SET EXERCISE: Update the listing from the line with "target: airplane wing" through the line with "126 98 L 126" by changing "target" to "object" and leaving everything else unchanged. Return only those lines.

■ ■ ■ ■

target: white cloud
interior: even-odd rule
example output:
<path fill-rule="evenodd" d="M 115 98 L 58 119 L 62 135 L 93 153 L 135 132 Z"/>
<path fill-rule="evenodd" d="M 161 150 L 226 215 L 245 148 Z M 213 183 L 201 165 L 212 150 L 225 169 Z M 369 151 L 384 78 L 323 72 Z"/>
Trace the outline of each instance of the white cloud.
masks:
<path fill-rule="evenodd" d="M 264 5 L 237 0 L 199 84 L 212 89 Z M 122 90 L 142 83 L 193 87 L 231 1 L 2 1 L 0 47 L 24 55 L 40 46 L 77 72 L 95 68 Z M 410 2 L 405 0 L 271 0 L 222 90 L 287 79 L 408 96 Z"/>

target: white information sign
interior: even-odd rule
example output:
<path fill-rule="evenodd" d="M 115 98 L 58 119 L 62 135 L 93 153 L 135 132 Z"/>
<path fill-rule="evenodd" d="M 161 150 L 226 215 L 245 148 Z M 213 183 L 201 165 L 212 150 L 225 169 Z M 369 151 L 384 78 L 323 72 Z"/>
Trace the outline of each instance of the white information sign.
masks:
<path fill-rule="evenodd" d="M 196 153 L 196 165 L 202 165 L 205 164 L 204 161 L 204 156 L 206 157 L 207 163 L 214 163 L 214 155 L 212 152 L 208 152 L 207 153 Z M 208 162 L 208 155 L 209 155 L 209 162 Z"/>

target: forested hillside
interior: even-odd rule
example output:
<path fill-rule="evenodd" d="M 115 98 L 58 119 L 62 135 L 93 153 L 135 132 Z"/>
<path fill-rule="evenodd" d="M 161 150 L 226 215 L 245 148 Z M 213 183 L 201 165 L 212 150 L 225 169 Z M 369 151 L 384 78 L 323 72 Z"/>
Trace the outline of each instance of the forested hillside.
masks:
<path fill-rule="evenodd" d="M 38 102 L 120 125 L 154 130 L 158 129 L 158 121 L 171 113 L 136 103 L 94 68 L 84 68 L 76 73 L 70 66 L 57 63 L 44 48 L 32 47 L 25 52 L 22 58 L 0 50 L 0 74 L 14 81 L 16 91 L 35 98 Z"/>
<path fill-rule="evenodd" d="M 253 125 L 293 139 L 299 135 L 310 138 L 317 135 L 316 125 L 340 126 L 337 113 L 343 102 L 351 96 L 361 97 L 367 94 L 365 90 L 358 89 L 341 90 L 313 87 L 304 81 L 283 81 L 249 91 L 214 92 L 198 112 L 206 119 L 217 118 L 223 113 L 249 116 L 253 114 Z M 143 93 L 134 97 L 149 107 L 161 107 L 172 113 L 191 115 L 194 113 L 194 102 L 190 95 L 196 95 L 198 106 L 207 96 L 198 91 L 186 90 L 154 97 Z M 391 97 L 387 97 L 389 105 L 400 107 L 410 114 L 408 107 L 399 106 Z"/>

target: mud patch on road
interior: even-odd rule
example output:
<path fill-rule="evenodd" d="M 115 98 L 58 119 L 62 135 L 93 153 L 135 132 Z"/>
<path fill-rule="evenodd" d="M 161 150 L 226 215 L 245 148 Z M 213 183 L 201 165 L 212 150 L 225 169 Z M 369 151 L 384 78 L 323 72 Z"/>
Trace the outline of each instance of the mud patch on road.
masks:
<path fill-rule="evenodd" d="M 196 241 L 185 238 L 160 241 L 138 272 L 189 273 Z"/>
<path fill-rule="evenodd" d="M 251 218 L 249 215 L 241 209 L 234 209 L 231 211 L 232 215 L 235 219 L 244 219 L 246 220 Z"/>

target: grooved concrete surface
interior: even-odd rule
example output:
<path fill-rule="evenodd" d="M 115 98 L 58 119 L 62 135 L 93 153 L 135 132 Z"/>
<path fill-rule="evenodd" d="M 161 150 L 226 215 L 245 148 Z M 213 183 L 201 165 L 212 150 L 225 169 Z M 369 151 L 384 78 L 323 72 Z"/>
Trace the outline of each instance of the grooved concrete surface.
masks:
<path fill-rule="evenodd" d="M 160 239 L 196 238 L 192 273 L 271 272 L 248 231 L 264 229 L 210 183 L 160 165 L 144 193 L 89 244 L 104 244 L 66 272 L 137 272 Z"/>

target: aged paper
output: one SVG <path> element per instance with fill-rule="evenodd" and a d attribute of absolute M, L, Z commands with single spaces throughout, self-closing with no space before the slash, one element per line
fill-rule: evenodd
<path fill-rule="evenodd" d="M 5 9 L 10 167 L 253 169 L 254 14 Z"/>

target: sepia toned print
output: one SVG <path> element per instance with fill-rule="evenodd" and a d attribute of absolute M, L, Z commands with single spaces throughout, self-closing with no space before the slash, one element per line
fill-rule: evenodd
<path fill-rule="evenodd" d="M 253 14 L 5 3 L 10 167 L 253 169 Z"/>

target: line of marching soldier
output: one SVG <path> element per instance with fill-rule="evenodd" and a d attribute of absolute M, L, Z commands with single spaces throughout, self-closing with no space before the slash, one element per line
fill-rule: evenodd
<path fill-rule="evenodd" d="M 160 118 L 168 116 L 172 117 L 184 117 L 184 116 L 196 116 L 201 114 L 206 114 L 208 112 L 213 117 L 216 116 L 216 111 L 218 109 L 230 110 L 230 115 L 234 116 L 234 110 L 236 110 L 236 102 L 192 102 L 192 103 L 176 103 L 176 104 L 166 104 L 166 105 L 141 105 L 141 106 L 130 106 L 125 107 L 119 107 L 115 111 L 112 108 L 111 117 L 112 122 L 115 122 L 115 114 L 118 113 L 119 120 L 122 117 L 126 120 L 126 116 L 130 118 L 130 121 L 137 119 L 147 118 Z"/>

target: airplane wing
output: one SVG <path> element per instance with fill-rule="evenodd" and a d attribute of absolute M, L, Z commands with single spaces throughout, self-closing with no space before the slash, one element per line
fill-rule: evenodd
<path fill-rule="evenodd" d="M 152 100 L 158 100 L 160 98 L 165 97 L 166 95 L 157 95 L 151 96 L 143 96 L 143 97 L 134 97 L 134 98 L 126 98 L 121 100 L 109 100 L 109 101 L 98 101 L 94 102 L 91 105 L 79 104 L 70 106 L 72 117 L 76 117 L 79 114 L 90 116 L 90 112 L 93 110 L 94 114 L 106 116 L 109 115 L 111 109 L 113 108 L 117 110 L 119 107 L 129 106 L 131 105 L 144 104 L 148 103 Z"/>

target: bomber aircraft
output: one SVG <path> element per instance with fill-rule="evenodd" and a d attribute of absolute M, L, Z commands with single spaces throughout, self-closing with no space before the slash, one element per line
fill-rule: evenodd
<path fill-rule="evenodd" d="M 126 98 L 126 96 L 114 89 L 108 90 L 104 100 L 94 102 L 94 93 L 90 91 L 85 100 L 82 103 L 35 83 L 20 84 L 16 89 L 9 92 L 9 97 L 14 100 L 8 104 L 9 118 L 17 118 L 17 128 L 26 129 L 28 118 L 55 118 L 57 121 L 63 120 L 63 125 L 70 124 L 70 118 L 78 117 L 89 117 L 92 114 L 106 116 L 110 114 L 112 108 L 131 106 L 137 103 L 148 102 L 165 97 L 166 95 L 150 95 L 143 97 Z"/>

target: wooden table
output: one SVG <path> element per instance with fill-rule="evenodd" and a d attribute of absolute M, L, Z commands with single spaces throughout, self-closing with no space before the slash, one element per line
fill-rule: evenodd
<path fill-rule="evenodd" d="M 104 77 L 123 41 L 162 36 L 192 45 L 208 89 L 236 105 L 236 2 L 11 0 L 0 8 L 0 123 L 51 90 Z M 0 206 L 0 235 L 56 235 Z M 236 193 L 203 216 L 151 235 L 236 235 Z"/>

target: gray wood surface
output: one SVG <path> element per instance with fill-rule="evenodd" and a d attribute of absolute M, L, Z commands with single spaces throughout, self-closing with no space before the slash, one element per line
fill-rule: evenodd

■ ■ ■ ■

RESULT OF THIS EXERCISE:
object: airplane wing
output: one SVG <path> element per instance with fill-rule="evenodd" and a d attribute of absolute M, L, Z commands with single spaces throughout, self-closing with no space before the slash, one element per line
fill-rule: evenodd
<path fill-rule="evenodd" d="M 152 100 L 158 100 L 160 98 L 165 97 L 166 95 L 157 95 L 151 96 L 143 96 L 143 97 L 134 97 L 134 98 L 126 98 L 121 100 L 109 100 L 109 101 L 98 101 L 94 102 L 91 105 L 79 104 L 70 106 L 72 117 L 76 117 L 79 114 L 90 116 L 90 112 L 93 110 L 94 114 L 106 116 L 109 115 L 111 109 L 113 108 L 117 110 L 119 107 L 129 106 L 131 105 L 144 104 L 148 103 Z"/>

object: bomber aircraft
output: one SVG <path> element per instance with fill-rule="evenodd" and a d attribute of absolute M, L, Z commands with single spaces throughout, self-closing with no space before the slash, one element per line
fill-rule: evenodd
<path fill-rule="evenodd" d="M 126 98 L 126 96 L 114 89 L 108 90 L 104 100 L 94 102 L 94 93 L 90 91 L 85 100 L 82 103 L 35 83 L 20 84 L 16 89 L 9 92 L 9 97 L 14 100 L 8 104 L 9 118 L 17 118 L 17 128 L 26 129 L 28 118 L 55 118 L 57 121 L 63 120 L 63 125 L 70 124 L 70 118 L 78 117 L 89 117 L 92 114 L 106 116 L 110 114 L 112 108 L 131 106 L 137 103 L 148 102 L 165 97 L 166 95 L 150 95 L 143 97 Z"/>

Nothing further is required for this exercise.